EXTRACTED TEXT:
....

Underdog sports teams headed to the playoffs, a big tournament or some important game will frequently proclaim, “We all we got.” And follow up with, “We all we need.”
Well, for racing, the Horseracing Integrity and Safety Act of 2020 is all we got. We’ll find out if it’s all we need.
The federal legislation passed the House of Representatives in September, cleared the Senate in December after Majority Leader Mitch McConnell signed on, and became law when President Donald Trump signed it as part of a massive legislative package that addressed a myriad of other areas of far more importance to the country.
But here we are. Commencing July 1, 2022, horse racing in the United States will be governed under standards created by the new Horseracing Integrity and Safety Authority (aside, I’m still hung up on horseracing as one word but that’s another issue) which will work with the United States Anti-Doping Agency and the Federal Trade Commission.
So now what? I tried to ask that question for the news feature article in this magazine. I got some detail, plenty of generalities, some written statements from The Jockey Club’s attorney, referrals to a couple websites (one with a flow chart) and a lot of hope.
People – well, most people I guess – in racing hope the HISA succeeds. They hope it brings the stability the sport needs. They hope it convinces the public that racing does right by the horses. They hope it matters. They hope it translates to uniform national medication rules, meaningful penalties for violators, safety standards, better aftercare protocols, robust out-of-competition testing, safer races and longer careers for horses. From all of that, those same people hope the HISA helps American racing produce more wagering handle, higher purses and a better international reputation.
You for it or against it? Ever since the thought of federal intervention came to be, that question got asked from Saratoga to Sunray Downs, Penn National to Pompano, Lexington to Laurel. Momentum started as far back as 2012 with the creation of the Water Hay Oats Alliance and gained support from a long list of entities and individuals. The Humane Society of the United States backed the efforts. The Jockey Club became an important driver of the message. A House bill was created by New York’s Paul Tonko and Kentucky’s Andy Barr in 2017.

....

WHAT IS REQUIRED: Can you reproduce the entire column on the Horseracing Integrity and Safety Act word for word? Rely on the column above and nothing else.

SUPPLIED MATERIAL:
....

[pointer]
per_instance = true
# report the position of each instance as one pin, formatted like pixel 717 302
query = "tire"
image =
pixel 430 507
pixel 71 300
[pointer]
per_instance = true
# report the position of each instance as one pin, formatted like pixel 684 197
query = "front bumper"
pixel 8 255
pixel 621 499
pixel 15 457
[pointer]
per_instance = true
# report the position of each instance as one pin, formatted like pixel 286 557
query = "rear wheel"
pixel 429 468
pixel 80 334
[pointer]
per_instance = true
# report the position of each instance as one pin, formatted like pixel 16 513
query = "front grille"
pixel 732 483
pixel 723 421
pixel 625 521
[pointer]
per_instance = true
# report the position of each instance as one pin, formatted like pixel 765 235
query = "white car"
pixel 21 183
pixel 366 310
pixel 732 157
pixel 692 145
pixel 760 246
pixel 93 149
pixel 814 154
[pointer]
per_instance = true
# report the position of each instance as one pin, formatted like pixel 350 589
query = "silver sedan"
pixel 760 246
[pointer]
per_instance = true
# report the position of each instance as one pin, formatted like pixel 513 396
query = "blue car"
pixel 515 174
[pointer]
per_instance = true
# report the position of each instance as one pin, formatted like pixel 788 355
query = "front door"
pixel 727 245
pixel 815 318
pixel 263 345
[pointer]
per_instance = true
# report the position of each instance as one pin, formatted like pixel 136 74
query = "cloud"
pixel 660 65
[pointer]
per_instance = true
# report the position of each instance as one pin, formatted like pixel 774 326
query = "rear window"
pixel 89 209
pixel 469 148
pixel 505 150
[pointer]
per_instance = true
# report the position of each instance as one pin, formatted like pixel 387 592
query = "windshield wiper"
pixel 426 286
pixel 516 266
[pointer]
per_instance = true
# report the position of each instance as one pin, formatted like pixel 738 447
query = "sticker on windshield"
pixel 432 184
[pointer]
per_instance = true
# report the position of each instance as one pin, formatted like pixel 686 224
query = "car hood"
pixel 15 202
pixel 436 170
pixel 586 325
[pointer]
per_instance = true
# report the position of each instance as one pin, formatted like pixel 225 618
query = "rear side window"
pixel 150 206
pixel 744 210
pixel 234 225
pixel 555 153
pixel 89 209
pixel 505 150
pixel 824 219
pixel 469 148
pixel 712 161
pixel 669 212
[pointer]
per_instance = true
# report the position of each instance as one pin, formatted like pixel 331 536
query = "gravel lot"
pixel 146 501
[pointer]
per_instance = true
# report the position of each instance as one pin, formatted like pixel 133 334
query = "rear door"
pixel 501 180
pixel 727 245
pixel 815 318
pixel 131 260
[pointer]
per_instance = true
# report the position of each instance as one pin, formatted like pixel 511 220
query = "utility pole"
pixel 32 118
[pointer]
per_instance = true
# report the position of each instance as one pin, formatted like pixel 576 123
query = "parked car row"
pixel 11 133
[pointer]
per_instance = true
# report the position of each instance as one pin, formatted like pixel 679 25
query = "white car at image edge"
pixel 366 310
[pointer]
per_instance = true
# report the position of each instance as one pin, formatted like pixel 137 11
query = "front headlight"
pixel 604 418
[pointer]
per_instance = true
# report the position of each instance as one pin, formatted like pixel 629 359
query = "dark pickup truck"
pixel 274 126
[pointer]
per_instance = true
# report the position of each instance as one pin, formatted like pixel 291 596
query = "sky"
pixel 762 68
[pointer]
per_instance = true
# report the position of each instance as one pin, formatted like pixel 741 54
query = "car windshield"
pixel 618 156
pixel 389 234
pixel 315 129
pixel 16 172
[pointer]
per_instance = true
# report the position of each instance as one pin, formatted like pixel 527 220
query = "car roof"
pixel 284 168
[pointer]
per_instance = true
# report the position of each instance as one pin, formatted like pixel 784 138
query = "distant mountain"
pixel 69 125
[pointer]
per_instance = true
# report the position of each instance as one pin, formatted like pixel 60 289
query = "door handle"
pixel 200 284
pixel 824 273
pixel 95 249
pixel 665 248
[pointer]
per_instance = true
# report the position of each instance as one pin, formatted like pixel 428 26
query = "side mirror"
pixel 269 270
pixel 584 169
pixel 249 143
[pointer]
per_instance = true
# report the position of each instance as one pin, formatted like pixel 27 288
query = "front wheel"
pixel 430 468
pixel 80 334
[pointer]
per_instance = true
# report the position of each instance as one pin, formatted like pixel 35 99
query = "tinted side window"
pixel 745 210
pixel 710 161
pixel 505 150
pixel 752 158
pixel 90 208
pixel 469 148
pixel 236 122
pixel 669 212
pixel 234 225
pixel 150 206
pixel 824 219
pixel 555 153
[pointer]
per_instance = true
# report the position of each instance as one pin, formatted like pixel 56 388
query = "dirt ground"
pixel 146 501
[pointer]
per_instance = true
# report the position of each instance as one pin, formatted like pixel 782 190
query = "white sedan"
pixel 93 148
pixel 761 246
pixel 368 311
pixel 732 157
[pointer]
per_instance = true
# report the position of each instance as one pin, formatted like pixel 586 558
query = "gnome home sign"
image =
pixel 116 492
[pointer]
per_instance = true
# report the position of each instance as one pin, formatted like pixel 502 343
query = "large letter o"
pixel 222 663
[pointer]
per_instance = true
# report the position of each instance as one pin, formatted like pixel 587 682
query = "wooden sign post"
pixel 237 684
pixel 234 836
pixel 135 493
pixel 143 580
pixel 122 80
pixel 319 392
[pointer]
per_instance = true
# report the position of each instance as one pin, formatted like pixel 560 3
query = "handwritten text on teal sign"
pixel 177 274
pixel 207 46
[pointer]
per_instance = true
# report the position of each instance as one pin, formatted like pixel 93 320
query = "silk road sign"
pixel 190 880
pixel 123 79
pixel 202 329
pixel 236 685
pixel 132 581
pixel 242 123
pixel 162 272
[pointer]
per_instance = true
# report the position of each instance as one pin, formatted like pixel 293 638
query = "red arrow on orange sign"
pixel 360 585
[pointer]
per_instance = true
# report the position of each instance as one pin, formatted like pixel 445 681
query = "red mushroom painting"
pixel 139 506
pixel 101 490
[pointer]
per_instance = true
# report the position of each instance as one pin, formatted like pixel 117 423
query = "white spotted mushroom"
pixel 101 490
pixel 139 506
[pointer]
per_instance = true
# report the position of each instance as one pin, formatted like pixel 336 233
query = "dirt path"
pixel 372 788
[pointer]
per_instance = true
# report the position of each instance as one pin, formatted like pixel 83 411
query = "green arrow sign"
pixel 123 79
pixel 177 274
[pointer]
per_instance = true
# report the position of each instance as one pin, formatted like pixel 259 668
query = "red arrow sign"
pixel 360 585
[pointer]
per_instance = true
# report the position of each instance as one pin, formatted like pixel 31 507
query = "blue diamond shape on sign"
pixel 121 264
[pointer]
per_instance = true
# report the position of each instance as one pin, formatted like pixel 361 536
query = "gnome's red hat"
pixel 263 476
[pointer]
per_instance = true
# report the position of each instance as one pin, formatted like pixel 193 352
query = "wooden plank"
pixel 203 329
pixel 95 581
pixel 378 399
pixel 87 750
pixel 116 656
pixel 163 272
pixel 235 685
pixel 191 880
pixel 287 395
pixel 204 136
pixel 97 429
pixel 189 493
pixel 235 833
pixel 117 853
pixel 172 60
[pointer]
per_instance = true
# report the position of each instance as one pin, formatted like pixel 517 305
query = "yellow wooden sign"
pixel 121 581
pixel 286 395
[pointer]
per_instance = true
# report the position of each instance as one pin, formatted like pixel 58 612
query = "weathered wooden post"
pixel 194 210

....

EXERCISE ANSWER:
Underdog sports teams headed to the playoffs, a big tournament or some important game will frequently proclaim, “We all we got.” And follow up with, “We all we need.”
Well, for racing, the Horseracing Integrity and Safety Act of 2020 is all we got. We’ll find out if it’s all we need.
The federal legislation passed the House of Representatives in September, cleared the Senate in December after Majority Leader Mitch McConnell signed on, and became law when President Donald Trump signed it as part of a massive legislative package that addressed a myriad of other areas of far more importance to the country.
But here we are. Commencing July 1, 2022, horse racing in the United States will be governed under standards created by the new Horseracing Integrity and Safety Authority (aside, I’m still hung up on horseracing as one word but that’s another issue) which will work with the United States Anti-Doping Agency and the Federal Trade Commission.
So now what? I tried to ask that question for the news feature article in this magazine. I got some detail, plenty of generalities, some written statements from The Jockey Club’s attorney, referrals to a couple websites (one with a flow chart) and a lot of hope.
People – well, most people I guess – in racing hope the HISA succeeds. They hope it brings the stability the sport needs. They hope it convinces the public that racing does right by the horses. They hope it matters. They hope it translates to uniform national medication rules, meaningful penalties for violators, safety standards, better aftercare protocols, robust out-of-competition testing, safer races and longer careers for horses. From all of that, those same people hope the HISA helps American racing produce more wagering handle, higher purses and a better international reputation.
You for it or against it? Ever since the thought of federal intervention came to be, that question got asked from Saratoga to Sunray Downs, Penn National to Pompano, Lexington to Laurel. Momentum started as far back as 2012 with the creation of the Water Hay Oats Alliance and gained support from a long list of entities and individuals. The Humane Society of the United States backed the efforts. The Jockey Club became an important driver of the message. A House bill was created by New York’s Paul Tonko and Kentucky’s Andy Barr in 2017.